▸ Extract to read:
A rant you may or may not want to read

Discussion in 'LSD - Acid Trips' started by doubledama, Jul 16, 2009.

  1. doubledama

    doubledama Member

    Messages:
    23
    Likes Received:
    0
    I just wrote this up on another forum, I wanted to share it with you guys:

    -----------------------------------------------------------------------

    SWIM saw an old friend yesterday who used to accompany SWIM in grand adventures through psychotropic playgrounds. SWIM met his buddy the first week of college in the dorms and for a few years SWIM found himself, his girl, and his friend together at all times. SWIMs friend began to develop habits of excess with a great many things over the years and it was hard to watch such a talented young person's mental stability and passion for life diminish so rapidly. Although SWIM partook in many things, SWIM doesn't feel he followed the rabbit as deep down the hole as his old friend. SWIMs friend stopped going to school, began working in the restaurant industry and drifted away from SWIM and SWIMette as he found new aquaintances more accepting of his new direction.

    SWIMs friend eventually made a poor decision involving crystaline LSD, half a bottle of xannax and god knows how much whiskey. His dear friend entered into a prolonged state of psychosis following an epicly bad experience from which he has never fully recovered-- forgive SWIM if he finds this hard to explain, but that youthful fire in his eyes has never returned. SWIM is very thankful that his amigo had a supportive girlfriend and parents that would absolutely never give up on him. SWIM only wonders now had some of us been better friends, could we have steered him in a better direction? On a happy note, SWIMs buddy went through drug and alcohol rehab, finished college clean and sober and now works to help other youngsters as a drug rehab counselor.

▸ Given exercise: Copy the forum post word for word from "SWIMs friend eventually" to "drug rehab counselor.".

▸ Material:
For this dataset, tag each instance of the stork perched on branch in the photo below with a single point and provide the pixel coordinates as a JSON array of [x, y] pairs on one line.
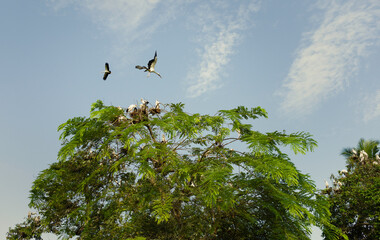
[[156, 109], [106, 72], [150, 67]]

▸ Task response:
SWIMs friend eventually made a poor decision involving crystaline LSD, half a bottle of xannax and god knows how much whiskey. His dear friend entered into a prolonged state of psychosis following an epicly bad experience from which he has never fully recovered-- forgive SWIM if he finds this hard to explain, but that youthful fire in his eyes has never returned. SWIM is very thankful that his amigo had a supportive girlfriend and parents that would absolutely never give up on him. SWIM only wonders now had some of us been better friends, could we have steered him in a better direction? On a happy note, SWIMs buddy went through drug and alcohol rehab, finished college clean and sober and now works to help other youngsters as a drug rehab counselor.